** Start Passage to read **

I for one have left my job of 9 years to set out in website design - using Sitemaker software.
So with my self-employment now rather pinned on the reliability of Moonfruit - it's good to know that it's taken seriously!
Arif
Is there a problem with the server? as website is not showing message:
The page cannot be displayed
The page you are looking for is currently unavailable. The Web site might be experiencing technical difficulties, or you may need to adjust your browser settings.
Please advise a.s.a.p
Hi Keepsakek,
We are not experiencing any errors, problems or slow-downs. Suggest you contact support and give us some details about your site and account.
If you have problems with accessing support on Moonfruit, please use our alternate site:
http://www.sitemakerlive.com/en/sup...
Thanks
moonfruit not working tonight very well (3rd Nov) around 6.35- 7.20pm was very slow now websites will not load up keep getting this (500 Internal Server Error)
Hi Andy,
Can you please give us a time zone.
We've checked our logs for Monday and have no reported issues. We do run some back up scripts at around midnight GMT but this is extremely unlikely to cause severe slow downs or for that matter Internal Server Errors.
Thanks
Hi there, I can access my site but when I go to edit - it wont load the page. I have had the problem before and didnt get a lot of help and now its really crucial i get the sites edited. I have cleared cookies etc but it still wont work.
HELP!
Hi Emma,
This will not be related to the incident mentioned above. You also you haven't given us any clues to what sites you are referring to. Is it just one site or all of your sites?
The only way we can resolve this is if you contact support and give us a much detail as possible and we will investigate. We will ensure that if the problem is a serious one it will get addressed and resolved.
Thanks
once again moonfruit is offline. anyone else got any issues. Moonfruit what is going on?
Hi, moonfruit and sitemakerlive are down as well as all the sub sites. Do you have an eta of when this will be corrected. much appreciated
Rory
fingers crossed it seems it maybe back
may have spoken to soon
I was beginning to think it was just me!
moonfruit are you able to tell us what is going on and an eta on when it will be fixed please.

** End Passage to read **

Task 1:
:

<t1>From the forum thread on Moonfruit site problems, extract the passage from "Please advise a.s.a.p" up to and including "Internal Server Errors.".

** Start Dataset content **

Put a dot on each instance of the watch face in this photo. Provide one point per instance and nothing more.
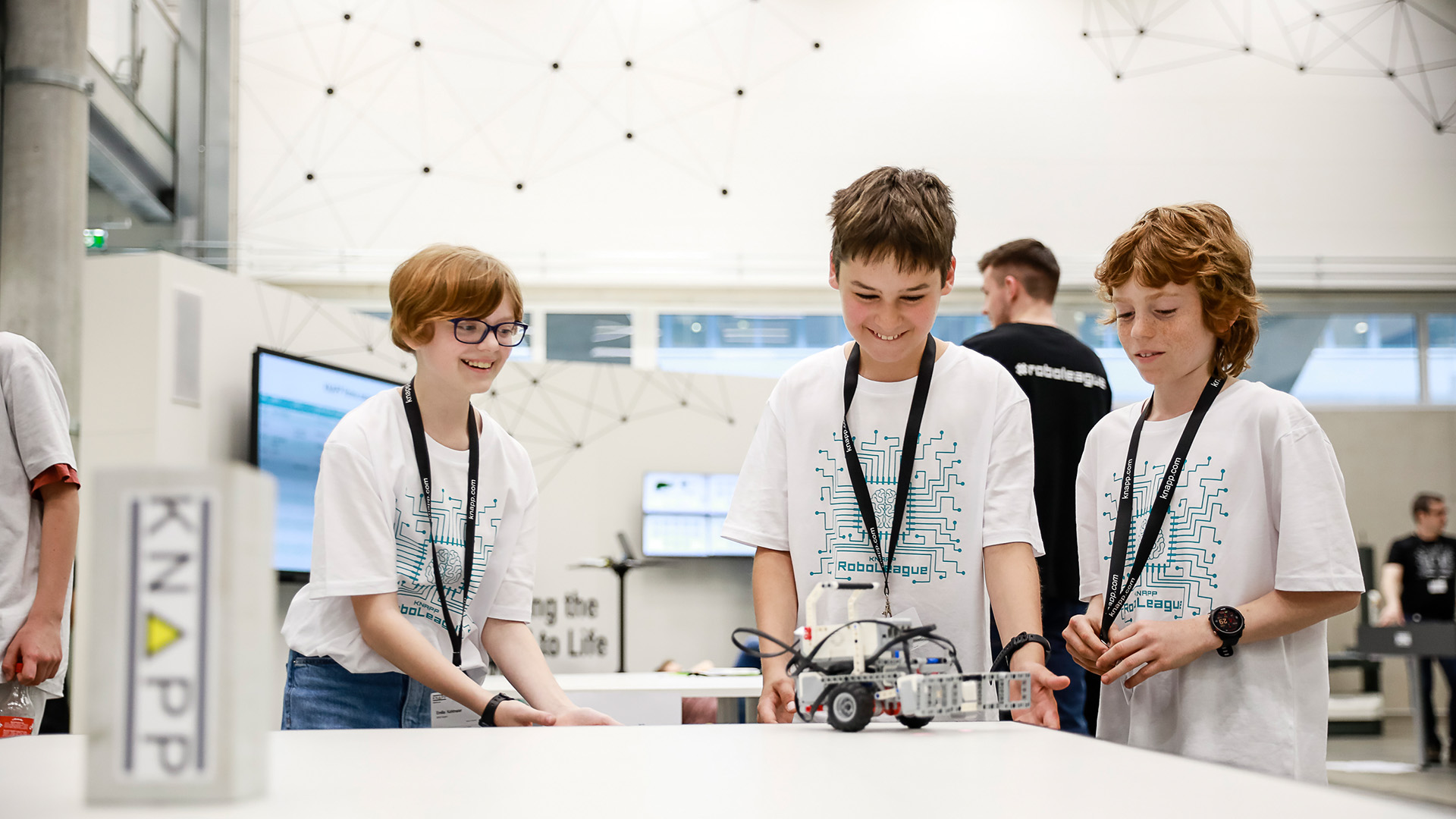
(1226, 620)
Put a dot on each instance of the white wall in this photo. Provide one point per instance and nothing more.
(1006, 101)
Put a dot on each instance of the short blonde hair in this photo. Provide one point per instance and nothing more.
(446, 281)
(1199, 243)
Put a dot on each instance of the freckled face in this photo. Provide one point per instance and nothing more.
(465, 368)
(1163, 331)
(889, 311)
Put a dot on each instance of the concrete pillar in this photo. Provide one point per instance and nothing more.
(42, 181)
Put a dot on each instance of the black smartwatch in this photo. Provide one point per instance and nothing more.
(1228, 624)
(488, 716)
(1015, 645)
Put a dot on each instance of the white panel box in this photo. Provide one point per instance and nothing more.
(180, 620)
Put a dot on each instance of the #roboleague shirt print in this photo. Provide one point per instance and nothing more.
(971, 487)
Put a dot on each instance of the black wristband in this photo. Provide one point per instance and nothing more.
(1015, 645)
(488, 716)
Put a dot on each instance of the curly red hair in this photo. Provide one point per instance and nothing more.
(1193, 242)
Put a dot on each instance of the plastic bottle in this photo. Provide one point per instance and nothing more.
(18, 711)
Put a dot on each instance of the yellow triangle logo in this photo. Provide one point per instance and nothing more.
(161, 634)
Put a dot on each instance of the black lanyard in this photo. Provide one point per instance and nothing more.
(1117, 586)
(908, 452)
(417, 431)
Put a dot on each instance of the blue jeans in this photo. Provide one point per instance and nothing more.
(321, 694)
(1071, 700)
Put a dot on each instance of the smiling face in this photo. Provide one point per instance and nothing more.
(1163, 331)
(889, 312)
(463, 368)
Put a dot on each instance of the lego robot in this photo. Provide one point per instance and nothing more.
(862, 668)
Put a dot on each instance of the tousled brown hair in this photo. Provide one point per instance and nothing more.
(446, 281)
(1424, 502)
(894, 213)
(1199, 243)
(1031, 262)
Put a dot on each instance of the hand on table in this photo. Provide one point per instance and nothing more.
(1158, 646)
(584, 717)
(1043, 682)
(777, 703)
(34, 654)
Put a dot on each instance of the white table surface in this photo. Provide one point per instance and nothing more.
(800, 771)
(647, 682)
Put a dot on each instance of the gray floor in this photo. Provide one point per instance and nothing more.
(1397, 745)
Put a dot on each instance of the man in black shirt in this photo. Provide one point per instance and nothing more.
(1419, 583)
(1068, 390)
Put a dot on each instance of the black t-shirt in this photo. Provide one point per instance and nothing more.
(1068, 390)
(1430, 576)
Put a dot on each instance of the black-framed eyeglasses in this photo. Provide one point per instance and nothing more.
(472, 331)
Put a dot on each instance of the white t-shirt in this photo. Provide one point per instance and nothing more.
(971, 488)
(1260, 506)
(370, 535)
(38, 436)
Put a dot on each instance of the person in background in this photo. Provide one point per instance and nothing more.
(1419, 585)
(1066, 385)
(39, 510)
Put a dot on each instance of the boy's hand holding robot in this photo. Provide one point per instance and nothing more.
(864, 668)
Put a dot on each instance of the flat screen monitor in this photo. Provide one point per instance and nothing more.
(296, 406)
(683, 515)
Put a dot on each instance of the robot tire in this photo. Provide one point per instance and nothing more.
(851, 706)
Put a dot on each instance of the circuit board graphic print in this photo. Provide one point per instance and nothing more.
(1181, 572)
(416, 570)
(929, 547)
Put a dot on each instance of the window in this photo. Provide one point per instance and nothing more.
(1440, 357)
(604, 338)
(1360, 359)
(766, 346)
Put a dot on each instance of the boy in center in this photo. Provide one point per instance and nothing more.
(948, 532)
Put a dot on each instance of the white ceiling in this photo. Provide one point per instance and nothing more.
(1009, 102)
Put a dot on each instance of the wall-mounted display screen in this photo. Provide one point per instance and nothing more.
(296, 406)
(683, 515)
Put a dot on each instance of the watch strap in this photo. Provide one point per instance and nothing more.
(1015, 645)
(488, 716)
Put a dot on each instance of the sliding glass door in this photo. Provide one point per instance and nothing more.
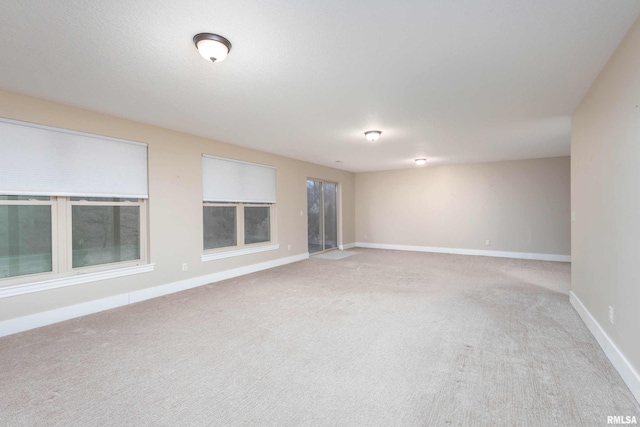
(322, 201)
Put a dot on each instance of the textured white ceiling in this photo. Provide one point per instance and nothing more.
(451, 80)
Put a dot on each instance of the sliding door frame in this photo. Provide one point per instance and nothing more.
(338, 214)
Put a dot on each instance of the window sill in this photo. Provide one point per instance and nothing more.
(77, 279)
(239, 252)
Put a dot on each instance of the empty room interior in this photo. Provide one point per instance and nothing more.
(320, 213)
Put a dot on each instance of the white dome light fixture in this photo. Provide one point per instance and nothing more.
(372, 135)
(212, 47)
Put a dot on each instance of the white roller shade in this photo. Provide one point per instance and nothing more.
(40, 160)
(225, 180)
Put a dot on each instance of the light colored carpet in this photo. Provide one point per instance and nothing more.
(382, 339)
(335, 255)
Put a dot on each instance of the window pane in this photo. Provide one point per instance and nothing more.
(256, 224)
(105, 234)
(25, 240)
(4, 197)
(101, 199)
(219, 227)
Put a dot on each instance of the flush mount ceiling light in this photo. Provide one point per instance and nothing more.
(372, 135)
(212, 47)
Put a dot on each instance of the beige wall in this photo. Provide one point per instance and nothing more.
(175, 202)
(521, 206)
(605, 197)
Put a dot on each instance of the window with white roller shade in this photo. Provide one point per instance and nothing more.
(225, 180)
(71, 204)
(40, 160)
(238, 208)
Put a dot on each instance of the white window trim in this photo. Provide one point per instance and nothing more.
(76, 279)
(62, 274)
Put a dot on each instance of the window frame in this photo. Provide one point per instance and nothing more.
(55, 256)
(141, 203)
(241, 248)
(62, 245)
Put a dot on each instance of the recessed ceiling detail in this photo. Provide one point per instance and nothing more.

** End Dataset content **

Task 2: Copy the lines of the records from the line with "Put a dot on each instance of the boy in" up to and including the line with "(1009, 102)".

Exercise solution 1:
Please advise a.s.a.p
Hi Keepsakek,
We are not experiencing any errors, problems or slow-downs. Suggest you contact support and give us some details about your site and account.
If you have problems with accessing support on Moonfruit, please use our alternate site:
http://www.sitemakerlive.com/en/sup...
Thanks
moonfruit not working tonight very well (3rd Nov) around 6.35- 7.20pm was very slow now websites will not load up keep getting this (500 Internal Server Error)
Hi Andy,
Can you please give us a time zone.
We've checked our logs for Monday and have no reported issues. We do run some back up scripts at around midnight GMT but this is extremely unlikely to cause severe slow downs or for that matter Internal Server Errors.

Exercise solution 2:
Put a dot on each instance of the boy in center in this photo. Provide one point per instance and nothing more.
(948, 532)
Put a dot on each instance of the white ceiling in this photo. Provide one point per instance and nothing more.
(1009, 102)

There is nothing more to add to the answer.